Please rewrite everything from the start of the listing down to the line containing "[330, 168, 370, 200]", both ends included, scaling each answer's bounding-box coordinates by 1.4 and rounding to whole numbers, with halves going up. Keep the requests and their sample outputs unchanged, and return only these lines.

┌──

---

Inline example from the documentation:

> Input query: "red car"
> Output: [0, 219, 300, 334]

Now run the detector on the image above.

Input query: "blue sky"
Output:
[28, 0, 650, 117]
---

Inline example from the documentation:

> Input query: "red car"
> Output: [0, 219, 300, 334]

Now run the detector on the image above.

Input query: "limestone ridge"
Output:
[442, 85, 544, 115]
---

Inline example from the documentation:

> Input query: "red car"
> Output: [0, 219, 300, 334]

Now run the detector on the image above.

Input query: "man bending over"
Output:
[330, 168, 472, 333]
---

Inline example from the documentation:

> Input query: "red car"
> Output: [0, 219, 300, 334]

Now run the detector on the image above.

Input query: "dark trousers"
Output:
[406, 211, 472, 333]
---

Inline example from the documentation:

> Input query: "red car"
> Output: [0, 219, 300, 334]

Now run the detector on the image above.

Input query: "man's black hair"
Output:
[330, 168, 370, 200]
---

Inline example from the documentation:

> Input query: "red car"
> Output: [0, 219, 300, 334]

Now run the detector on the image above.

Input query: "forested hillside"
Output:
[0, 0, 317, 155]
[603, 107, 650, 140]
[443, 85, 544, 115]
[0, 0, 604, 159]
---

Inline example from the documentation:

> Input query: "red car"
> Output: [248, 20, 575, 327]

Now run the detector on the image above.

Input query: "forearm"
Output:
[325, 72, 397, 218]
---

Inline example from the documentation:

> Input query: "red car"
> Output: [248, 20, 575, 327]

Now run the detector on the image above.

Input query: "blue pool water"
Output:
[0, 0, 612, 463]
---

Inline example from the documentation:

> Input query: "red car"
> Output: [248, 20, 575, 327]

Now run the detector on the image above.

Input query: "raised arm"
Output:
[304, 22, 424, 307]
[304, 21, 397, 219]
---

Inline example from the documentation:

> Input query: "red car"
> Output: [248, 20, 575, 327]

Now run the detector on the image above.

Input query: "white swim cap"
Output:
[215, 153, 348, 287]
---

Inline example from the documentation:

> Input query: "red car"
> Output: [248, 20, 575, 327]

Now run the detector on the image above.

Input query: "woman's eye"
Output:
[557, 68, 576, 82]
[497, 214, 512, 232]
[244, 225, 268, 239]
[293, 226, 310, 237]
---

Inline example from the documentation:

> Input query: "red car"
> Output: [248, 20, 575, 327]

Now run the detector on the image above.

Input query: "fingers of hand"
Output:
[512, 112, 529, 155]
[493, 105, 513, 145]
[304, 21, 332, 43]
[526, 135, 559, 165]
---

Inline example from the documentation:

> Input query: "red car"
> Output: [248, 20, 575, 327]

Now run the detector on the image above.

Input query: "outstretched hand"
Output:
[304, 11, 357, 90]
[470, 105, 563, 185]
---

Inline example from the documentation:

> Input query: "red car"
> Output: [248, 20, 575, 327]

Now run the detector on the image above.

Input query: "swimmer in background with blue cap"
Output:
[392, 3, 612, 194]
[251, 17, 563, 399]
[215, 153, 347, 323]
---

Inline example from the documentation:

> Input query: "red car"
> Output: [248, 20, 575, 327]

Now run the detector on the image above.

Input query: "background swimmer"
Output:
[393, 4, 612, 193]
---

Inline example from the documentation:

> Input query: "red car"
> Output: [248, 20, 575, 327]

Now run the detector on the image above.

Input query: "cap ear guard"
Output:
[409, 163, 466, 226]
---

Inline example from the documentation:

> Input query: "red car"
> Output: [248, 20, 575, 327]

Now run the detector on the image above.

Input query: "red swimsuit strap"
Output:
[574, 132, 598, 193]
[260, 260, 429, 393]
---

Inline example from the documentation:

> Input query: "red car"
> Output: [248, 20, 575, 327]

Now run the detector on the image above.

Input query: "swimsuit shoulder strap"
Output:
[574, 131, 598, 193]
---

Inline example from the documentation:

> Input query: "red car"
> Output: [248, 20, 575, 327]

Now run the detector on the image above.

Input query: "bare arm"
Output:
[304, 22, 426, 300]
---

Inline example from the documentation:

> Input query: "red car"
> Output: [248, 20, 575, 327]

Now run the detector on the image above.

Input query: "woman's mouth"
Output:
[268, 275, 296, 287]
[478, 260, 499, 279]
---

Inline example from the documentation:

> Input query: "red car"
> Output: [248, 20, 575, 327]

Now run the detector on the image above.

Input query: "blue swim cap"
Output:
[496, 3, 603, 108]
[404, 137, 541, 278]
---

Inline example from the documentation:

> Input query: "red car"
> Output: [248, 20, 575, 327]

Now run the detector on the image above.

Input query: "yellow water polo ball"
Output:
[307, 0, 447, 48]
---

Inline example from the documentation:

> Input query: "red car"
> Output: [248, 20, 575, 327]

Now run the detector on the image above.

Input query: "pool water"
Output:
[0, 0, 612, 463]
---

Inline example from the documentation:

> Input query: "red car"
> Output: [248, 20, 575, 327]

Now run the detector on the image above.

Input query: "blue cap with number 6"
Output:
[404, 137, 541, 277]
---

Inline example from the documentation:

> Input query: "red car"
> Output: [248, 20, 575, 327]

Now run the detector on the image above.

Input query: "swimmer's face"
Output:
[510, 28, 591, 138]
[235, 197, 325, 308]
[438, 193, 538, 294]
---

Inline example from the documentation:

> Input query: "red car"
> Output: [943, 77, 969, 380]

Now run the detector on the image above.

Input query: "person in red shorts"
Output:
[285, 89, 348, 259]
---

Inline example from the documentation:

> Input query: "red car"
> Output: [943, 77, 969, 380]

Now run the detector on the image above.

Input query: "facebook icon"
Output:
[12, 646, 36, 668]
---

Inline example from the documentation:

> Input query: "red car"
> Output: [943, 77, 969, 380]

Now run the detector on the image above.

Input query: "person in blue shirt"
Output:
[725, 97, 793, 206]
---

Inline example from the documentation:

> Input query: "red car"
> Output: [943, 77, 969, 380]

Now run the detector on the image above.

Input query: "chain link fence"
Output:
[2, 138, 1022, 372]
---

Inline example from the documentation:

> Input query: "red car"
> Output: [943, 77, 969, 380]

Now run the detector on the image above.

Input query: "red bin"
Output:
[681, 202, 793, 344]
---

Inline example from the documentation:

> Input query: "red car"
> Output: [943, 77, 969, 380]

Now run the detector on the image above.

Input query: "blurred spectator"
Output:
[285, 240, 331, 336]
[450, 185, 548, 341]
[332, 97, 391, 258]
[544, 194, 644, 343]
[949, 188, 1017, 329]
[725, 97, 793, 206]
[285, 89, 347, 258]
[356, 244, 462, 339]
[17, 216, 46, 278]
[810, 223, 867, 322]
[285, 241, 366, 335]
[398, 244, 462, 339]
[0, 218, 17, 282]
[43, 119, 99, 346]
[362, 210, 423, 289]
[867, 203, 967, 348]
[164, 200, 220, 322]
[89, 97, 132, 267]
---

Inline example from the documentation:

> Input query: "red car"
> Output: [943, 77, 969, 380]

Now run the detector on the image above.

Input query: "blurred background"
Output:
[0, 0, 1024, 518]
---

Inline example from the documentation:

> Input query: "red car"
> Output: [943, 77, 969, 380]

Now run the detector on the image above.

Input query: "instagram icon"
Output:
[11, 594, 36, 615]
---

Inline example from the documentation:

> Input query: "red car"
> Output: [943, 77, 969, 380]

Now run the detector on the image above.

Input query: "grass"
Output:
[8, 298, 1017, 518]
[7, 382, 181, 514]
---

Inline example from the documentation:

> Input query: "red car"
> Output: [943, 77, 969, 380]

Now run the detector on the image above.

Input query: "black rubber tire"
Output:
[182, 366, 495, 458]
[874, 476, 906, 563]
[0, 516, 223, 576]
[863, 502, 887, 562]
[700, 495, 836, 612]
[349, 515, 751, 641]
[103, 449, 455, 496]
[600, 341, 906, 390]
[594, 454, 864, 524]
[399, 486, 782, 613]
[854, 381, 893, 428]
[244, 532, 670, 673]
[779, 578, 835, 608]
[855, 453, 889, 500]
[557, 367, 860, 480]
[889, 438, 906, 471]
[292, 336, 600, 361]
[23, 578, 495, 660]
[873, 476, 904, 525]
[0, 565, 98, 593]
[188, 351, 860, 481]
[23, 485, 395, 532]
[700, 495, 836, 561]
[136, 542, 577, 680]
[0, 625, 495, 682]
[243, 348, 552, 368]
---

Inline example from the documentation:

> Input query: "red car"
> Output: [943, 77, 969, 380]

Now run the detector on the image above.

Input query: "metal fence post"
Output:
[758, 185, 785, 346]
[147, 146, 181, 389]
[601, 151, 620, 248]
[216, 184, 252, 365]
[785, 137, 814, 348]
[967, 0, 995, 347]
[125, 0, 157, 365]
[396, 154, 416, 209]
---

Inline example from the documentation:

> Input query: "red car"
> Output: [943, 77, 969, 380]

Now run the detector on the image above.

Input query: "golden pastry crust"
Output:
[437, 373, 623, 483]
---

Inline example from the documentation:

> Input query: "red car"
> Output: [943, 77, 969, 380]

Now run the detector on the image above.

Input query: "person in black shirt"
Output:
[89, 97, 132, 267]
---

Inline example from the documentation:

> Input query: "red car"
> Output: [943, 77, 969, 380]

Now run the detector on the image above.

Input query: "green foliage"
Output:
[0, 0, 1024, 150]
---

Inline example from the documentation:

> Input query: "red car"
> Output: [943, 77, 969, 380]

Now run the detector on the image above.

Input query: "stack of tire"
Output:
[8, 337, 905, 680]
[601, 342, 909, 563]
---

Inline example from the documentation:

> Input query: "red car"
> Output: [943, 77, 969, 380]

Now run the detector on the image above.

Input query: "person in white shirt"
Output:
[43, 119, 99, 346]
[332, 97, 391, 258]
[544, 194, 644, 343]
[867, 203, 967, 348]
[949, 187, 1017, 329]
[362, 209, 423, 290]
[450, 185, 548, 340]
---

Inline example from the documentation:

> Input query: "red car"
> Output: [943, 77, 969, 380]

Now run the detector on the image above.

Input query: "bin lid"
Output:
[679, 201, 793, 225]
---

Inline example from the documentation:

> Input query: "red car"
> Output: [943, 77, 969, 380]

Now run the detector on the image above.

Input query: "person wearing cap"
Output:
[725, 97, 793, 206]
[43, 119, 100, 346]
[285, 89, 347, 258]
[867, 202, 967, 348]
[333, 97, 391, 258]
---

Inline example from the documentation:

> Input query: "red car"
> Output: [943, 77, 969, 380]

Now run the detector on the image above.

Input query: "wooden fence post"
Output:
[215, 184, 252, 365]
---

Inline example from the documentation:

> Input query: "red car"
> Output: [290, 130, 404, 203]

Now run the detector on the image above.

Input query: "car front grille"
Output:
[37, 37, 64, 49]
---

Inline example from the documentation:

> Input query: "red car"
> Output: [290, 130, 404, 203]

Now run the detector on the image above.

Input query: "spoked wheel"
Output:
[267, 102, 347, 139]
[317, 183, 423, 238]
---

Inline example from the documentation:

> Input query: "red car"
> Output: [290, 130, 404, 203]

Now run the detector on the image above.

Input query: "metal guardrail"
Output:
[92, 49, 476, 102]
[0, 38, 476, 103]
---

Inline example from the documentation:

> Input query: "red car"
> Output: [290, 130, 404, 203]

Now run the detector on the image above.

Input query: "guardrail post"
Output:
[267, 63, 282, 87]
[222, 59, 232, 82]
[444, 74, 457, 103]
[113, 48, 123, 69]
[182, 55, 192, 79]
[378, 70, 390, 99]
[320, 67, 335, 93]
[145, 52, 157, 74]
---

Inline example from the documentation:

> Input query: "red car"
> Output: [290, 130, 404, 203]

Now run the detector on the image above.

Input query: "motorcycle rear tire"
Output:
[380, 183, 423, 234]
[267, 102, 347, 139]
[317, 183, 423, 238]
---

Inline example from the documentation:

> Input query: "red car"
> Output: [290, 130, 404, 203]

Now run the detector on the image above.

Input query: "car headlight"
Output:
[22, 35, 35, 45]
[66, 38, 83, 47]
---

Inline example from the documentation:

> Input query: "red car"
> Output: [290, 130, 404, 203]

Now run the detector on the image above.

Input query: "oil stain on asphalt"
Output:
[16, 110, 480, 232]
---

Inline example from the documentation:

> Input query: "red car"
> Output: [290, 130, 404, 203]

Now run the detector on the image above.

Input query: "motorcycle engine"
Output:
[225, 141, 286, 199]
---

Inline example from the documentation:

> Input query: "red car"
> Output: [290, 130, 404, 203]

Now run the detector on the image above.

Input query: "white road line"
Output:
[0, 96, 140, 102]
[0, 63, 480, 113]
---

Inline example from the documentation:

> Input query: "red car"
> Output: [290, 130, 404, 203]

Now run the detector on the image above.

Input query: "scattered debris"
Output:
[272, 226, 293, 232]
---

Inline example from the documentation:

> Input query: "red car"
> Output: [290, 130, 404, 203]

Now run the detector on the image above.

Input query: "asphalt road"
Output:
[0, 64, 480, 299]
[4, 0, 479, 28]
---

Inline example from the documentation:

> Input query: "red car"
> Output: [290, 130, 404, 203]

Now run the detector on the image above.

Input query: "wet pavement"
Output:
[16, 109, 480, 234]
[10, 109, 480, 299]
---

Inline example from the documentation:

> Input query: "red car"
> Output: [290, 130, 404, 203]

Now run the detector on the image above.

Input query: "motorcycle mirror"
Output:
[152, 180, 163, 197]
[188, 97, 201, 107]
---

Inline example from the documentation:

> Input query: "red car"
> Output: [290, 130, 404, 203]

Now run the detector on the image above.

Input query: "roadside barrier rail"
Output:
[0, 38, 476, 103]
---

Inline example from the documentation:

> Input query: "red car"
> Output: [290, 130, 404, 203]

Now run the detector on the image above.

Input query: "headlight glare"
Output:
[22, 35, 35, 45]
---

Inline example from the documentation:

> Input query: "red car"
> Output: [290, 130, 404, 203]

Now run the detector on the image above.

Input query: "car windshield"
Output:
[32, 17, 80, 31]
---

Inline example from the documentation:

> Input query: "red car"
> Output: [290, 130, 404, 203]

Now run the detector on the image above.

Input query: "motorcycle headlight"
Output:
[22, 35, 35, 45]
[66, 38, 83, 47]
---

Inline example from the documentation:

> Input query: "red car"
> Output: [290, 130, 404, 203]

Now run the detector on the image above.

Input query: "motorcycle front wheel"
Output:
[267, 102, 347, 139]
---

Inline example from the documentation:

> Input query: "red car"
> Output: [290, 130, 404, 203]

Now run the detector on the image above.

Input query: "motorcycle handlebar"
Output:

└──

_Response to this task_
---

Inline example from the documentation:

> Input query: "red car"
> Output: [0, 219, 300, 334]

Now run the detector on the image above.

Input query: "blue sky"
Output:
[39, 0, 910, 164]
---

Inline example from the documentation:

> Input query: "red car"
> Output: [0, 219, 300, 334]

Now run the detector on the image above.

Input query: "limestone ridge"
Output:
[619, 119, 762, 161]
---

Inline example from the documentation:

> Input query: "red car"
> Output: [0, 219, 300, 334]

Now run the detector on the image above.

Input query: "man bending over"
Output:
[462, 235, 661, 466]
---

Inline example from the documentation:

> Input query: "red car"
> Output: [0, 219, 300, 334]

Now run the detector on the image above.

Input query: "dark trousers"
Output:
[568, 295, 661, 466]
---

Inline example from the documentation:

> Input query: "red car"
> Output: [0, 219, 300, 334]

Now run the detector on the image above.

Input query: "man's black hair"
Output:
[462, 235, 518, 280]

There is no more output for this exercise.